◆ Provided records
## Begin

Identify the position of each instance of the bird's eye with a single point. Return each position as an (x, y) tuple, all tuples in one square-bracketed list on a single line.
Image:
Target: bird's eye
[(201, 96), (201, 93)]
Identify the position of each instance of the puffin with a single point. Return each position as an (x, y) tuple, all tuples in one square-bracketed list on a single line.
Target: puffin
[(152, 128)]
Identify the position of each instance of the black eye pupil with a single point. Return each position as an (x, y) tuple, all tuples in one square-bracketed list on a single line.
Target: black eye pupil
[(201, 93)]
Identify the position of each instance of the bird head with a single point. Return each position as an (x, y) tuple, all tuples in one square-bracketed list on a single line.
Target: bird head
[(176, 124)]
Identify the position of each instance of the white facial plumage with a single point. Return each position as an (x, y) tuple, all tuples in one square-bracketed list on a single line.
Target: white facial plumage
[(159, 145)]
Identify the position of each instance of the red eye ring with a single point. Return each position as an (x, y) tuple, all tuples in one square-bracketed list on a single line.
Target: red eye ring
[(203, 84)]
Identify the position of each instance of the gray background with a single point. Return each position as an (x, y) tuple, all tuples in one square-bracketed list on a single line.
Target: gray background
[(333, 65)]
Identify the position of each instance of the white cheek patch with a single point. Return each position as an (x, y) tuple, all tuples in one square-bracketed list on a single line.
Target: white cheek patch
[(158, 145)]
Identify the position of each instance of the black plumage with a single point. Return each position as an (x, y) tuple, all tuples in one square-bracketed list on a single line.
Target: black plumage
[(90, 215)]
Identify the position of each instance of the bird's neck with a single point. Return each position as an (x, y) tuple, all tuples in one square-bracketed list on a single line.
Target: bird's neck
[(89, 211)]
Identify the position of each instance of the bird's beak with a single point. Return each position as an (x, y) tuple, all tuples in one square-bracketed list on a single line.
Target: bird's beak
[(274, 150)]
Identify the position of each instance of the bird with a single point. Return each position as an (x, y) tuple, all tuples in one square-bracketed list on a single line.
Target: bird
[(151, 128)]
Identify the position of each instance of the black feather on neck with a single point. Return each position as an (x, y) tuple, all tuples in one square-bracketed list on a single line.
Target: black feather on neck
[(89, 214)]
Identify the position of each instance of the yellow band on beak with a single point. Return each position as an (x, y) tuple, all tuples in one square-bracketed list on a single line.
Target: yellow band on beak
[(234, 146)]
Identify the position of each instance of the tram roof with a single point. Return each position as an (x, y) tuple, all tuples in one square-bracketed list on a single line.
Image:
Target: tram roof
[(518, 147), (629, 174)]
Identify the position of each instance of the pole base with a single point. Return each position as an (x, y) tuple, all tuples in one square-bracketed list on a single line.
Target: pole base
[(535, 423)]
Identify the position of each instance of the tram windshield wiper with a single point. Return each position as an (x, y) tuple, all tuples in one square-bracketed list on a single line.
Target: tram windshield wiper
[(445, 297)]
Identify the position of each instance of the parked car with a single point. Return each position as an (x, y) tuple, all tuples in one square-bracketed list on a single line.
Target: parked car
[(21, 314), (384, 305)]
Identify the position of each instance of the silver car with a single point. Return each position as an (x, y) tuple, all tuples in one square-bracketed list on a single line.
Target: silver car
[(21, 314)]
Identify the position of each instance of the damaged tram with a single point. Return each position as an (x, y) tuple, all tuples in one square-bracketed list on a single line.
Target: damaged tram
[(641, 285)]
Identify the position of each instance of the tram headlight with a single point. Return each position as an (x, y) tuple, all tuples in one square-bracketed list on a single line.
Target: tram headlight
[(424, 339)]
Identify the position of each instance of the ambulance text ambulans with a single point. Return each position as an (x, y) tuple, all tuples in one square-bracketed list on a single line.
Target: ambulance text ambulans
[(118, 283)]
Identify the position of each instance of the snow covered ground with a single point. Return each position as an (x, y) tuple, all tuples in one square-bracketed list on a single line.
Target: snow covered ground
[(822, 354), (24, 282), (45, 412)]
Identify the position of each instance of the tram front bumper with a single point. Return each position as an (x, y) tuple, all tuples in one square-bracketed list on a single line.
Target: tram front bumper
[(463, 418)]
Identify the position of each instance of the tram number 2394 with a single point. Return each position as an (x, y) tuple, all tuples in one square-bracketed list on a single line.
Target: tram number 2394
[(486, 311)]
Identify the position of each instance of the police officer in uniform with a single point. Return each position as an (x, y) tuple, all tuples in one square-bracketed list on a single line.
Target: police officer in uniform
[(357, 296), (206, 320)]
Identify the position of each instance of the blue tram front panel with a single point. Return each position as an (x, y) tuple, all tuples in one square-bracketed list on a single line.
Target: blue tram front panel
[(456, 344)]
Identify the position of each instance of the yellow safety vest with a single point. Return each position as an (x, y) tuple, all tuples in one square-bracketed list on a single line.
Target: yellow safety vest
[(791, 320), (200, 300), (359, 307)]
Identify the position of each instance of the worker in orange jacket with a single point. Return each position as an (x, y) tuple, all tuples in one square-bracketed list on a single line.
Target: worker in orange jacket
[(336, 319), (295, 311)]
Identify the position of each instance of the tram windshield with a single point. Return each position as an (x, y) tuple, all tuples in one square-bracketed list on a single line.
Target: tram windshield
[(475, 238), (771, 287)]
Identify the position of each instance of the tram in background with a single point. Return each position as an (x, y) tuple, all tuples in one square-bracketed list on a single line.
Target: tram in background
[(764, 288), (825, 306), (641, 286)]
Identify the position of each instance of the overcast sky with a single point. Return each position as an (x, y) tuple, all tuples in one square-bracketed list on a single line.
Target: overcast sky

## End

◆ Directive
Print all of the material above verbatim, line by line, from the first line through the last.

◆ Exercise output
Identify the position of each instance of the bird's eye with a single point. Return each position as an (x, y) tuple, all tuples in one square-bracketed list on a single line.
Image:
Target: bird's eye
[(201, 96), (201, 93)]
Identify the position of each instance of the puffin with a single point. Return each position as an (x, y) tuple, all tuples in one square-bracketed list on a single line.
Target: puffin
[(152, 128)]
Identify the position of each instance of the black eye pupil with a single point. Return each position as an (x, y) tuple, all tuples in one square-bracketed list on a single line.
Target: black eye pupil
[(201, 93)]
Identify the position of each instance of the bird head with a single point. Return each position as an (x, y) tuple, all tuples in one square-bracketed list on a single line.
Target: bird head
[(176, 124)]
Identify the position of each instance of the white facial plumage with a single point. Return each position as an (x, y) tuple, all tuples in one square-bracketed list on a single line.
Target: white facial plumage
[(159, 145)]
Identify the position of each instance of the red eye ring with a single point. Return each position as an (x, y) tuple, all tuples in one square-bracketed list on a single line.
Target: red eye ring
[(203, 84)]
Identify the position of each instance of the gray background with a single point. Return each position as an (x, y) tuple, all tuples in one square-bracketed list on a single line.
Target: gray background
[(333, 65)]
Identify the position of each instance of the white cheek patch with a single point. Return each position as an (x, y) tuple, all tuples in one square-bracketed list on a single line.
Target: white cheek patch
[(158, 145)]
Identify the position of each instance of the black plumage with a single point. Return each position as an (x, y) tuple, all tuples in one square-bracketed list on a single line.
Target: black plumage
[(90, 215)]
Identify the position of each instance of the bird's neck with a single point. Return each position as an (x, y) tuple, all tuples in one square-bracketed list on a single line.
Target: bird's neck
[(89, 211)]
Identify the position of each instance of the bird's beak with a single point. Return each position as an (x, y) tuple, all tuples in one square-bracketed list on a single line.
Target: bird's beak
[(274, 150)]
Identify the position of each instance of the bird with a single point. Return each position as an (x, y) tuple, all tuples in one square-bracketed list on a single line.
Target: bird
[(151, 128)]
Identify the position of each instance of the black feather on neck with a single point. Return each position as an (x, y) tuple, all tuples in one square-bracketed list on a single line.
Target: black feather on neck
[(89, 214)]
Identify the position of each instance of the yellow band on beak with a single point. Return each position as an (x, y) tuple, all tuples in one square-bracketed list on a single line.
Target: yellow band on beak
[(234, 146)]
Identify the position of each instance of the tram roof with a single point. Return each position as an (x, y) tuple, all tuples in one square-bracketed list on a single line.
Image:
Target: tram roof
[(518, 147), (629, 174)]
Identify the position of each instance of the pole base with a single point. Return each position as an (x, y) tuple, all tuples in one square-bracketed list on a single line.
Target: pole base
[(535, 423)]
Identify the position of each instance of the tram windshield wiper with a single point. Return each position as an (x, y) tuple, all tuples in one square-bracketed list on a single line.
Target: tram windshield wiper
[(445, 297)]
Identify the position of each instance of the parked car with a single point. Return each position as an (x, y) tuple, all tuples in one square-bracketed list on a single line.
Target: parked car
[(21, 314), (384, 305)]
Identify the position of each instance of the silver car with a single point. Return each position as an (x, y) tuple, all tuples in one square-bracketed list on a single line.
Target: silver car
[(21, 314)]
Identify the position of each instance of the damaged tram with a single point. Return each position as an (x, y) tuple, all tuples in one square-bracketed list on a single line.
Target: damaged tram
[(641, 285)]
Identify the position of each instance of the tram headlight with a single point. Return each position as an (x, y) tuple, all tuples in one square-bracketed list on a single line.
Target: tram headlight
[(424, 339)]
Identify the position of each instance of the ambulance text ambulans with a single point. Return each position as an (x, y) tuple, all tuples in one square-bracketed list on a single line.
Target: ambulance text ambulans
[(118, 283)]
Identify the position of each instance of the snow covered ground with a single point. Return each position as an (x, y) tuple, all tuples in one square-bracketed list on a single line.
Target: snow covered ground
[(822, 354), (24, 282), (45, 412)]
Identify the position of each instance of the tram front bumper with a single point. Return each position as an (x, y) tuple, all tuples in one square-bracketed list on a single line.
Target: tram front bumper
[(463, 418)]
Identify the position of each instance of the tram number 2394 with a single point. Return each position as an (x, y) tuple, all tuples in one square-bracketed list on a single line.
Target: tram number 2394
[(486, 311)]
Identify the position of each instance of the police officer in uniform with a single point. Return each position as an (x, y) tuple, all tuples in one square-bracketed list on a single line.
Target: police officer in uniform
[(357, 296), (206, 320)]
Identify the position of each instance of the blue tram front panel with a single point. Return each position as an (x, y) tuple, all tuples in one square-bracketed list on a single line.
Target: blue tram front panel
[(456, 344)]
Identify the position of each instance of the yellow safety vest with a single point. Return each position as an (x, y) tuple, all tuples in one square-bracketed list on a single line.
Target: yellow safety vest
[(791, 320), (200, 300), (359, 307)]
Identify the position of each instance of the worker in orange jacket with a single point. Return each position as an (x, y) tuple, all tuples in one square-bracketed list on a single line.
Target: worker in orange jacket
[(336, 319), (295, 311)]
Identify the position of each instance of the tram windshield with a single point. Return each position as an (x, y) tuple, all tuples in one square-bracketed list on a single line.
Target: tram windshield
[(475, 238), (771, 287)]
Identify the position of each instance of the tram in background with a single point. Return each position as an (x, y) tuple, all tuples in one square-bracketed list on a single line.
Target: tram in background
[(764, 288), (825, 306), (641, 286)]
Identify the position of each instance of the overcast sky with a single point. Return each position as an (x, y) tuple, all tuples in one square-bracketed list on a single line.
Target: overcast sky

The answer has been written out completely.